Start at the line in the entries below that contains "Target: wooden frame", stop at the line that contains "Identify the honeybee", and output exactly the lines in that span, both ends included.
[Opening Materials provided section]
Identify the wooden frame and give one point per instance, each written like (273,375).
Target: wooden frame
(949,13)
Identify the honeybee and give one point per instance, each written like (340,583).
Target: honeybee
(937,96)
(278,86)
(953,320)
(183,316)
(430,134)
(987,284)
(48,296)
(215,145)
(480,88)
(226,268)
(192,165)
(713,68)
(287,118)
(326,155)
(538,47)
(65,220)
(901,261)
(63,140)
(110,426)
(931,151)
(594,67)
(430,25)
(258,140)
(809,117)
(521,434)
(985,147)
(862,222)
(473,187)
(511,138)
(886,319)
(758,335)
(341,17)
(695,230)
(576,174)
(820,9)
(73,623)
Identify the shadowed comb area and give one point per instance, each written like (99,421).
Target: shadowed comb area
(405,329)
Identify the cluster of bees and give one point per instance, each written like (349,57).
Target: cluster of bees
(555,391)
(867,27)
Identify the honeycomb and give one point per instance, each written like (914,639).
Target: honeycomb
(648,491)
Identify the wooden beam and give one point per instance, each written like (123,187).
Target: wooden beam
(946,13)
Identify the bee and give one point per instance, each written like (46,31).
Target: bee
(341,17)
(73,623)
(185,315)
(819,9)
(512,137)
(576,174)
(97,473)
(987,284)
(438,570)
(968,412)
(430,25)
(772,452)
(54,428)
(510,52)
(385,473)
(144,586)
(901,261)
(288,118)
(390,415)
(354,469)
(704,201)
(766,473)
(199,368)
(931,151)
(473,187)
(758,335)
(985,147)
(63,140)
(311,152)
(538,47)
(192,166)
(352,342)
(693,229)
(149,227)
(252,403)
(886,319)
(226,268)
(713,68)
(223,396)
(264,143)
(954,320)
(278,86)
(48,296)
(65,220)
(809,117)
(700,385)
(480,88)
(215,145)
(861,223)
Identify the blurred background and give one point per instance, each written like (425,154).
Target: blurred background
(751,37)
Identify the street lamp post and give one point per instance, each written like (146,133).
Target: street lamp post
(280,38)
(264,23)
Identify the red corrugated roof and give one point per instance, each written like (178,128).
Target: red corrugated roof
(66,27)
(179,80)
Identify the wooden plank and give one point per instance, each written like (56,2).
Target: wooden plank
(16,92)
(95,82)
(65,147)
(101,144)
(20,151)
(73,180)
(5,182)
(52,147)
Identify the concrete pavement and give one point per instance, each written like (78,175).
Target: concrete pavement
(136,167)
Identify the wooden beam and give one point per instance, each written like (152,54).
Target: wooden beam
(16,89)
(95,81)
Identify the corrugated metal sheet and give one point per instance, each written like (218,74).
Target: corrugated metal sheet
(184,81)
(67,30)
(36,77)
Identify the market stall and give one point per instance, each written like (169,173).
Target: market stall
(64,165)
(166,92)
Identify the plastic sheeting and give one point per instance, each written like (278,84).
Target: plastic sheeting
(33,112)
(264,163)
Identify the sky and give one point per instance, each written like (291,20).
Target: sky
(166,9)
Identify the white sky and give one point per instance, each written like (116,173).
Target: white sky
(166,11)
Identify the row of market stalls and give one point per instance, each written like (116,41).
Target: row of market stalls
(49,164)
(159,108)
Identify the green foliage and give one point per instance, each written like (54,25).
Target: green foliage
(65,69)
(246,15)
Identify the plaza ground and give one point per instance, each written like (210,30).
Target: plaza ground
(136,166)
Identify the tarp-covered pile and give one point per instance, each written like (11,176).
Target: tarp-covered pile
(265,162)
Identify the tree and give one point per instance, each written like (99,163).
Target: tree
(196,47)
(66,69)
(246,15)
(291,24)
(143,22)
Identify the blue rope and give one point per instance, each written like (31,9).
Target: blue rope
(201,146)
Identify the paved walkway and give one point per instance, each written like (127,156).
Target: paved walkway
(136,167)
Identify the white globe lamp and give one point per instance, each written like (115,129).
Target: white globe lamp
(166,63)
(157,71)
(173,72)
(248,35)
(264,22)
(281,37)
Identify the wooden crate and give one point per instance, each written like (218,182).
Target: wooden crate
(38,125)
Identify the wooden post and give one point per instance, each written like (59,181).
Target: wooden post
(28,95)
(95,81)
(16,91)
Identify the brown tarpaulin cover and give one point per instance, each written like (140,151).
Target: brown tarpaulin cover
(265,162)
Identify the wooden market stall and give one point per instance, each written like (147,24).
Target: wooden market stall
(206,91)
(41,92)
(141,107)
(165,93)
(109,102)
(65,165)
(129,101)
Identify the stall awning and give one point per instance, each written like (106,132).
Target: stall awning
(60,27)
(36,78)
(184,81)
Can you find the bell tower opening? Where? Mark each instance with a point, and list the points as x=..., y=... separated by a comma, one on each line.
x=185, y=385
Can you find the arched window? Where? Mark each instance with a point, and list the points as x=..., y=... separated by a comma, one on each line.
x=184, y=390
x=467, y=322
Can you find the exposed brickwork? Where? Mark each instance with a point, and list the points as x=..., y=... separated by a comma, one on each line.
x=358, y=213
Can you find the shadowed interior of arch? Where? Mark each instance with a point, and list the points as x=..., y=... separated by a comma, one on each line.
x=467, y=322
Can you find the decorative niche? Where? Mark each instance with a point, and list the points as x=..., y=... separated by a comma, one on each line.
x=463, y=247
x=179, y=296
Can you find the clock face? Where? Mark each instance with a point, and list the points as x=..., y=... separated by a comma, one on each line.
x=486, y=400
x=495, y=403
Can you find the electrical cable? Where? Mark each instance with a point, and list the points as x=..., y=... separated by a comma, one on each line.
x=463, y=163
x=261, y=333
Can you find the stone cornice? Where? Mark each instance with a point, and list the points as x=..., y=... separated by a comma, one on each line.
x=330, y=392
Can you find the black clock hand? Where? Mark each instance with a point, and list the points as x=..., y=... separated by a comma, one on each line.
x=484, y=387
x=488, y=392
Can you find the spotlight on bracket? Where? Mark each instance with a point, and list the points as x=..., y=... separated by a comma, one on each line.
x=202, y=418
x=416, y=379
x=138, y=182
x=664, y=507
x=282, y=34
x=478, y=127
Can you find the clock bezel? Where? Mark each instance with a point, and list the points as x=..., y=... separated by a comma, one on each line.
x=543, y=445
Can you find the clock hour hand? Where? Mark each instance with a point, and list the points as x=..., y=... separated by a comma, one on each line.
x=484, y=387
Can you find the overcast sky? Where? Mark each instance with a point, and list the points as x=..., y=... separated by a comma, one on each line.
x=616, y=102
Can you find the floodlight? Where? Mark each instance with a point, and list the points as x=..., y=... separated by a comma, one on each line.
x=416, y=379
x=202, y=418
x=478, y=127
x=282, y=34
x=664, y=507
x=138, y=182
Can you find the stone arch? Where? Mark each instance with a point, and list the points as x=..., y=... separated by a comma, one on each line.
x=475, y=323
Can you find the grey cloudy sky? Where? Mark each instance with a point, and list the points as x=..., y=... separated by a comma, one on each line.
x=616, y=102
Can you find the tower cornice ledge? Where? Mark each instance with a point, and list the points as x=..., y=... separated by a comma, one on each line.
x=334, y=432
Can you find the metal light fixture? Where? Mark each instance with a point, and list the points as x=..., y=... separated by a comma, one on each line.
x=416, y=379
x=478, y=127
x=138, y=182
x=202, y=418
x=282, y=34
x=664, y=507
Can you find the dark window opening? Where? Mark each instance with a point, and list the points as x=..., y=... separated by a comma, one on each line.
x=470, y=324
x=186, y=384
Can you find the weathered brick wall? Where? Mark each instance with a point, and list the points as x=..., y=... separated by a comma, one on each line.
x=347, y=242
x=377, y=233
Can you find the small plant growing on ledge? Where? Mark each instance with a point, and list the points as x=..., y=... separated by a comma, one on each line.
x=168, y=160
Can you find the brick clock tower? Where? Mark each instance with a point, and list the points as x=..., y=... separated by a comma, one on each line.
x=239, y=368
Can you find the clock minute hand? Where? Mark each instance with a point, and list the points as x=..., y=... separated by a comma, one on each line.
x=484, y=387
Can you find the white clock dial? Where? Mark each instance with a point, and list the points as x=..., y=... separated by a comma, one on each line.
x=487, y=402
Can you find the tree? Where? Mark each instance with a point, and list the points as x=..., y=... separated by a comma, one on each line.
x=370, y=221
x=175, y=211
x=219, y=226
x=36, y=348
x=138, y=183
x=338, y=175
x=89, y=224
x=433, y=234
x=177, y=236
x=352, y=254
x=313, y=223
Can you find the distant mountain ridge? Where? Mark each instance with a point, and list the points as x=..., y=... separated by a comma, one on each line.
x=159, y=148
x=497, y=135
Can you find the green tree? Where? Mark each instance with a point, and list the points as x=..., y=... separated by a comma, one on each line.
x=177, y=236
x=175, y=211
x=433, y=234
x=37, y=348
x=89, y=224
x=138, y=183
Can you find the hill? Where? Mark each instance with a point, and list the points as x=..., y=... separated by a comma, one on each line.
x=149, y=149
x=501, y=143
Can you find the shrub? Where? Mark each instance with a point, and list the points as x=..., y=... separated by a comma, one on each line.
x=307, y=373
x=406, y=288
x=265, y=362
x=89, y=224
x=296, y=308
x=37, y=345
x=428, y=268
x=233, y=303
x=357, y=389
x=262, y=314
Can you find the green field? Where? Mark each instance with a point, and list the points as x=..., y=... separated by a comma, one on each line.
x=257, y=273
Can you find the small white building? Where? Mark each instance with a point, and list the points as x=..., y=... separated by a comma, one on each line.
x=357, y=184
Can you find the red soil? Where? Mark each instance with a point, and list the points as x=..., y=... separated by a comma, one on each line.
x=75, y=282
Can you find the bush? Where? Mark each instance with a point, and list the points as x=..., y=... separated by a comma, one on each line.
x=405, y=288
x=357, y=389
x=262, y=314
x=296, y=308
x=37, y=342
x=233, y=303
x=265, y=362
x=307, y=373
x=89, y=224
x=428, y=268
[Closing Materials provided section]
> [Written reply]
Target: wooden frame
(949,13)
Identify the honeybee and give one point per instance, each written like (340,583).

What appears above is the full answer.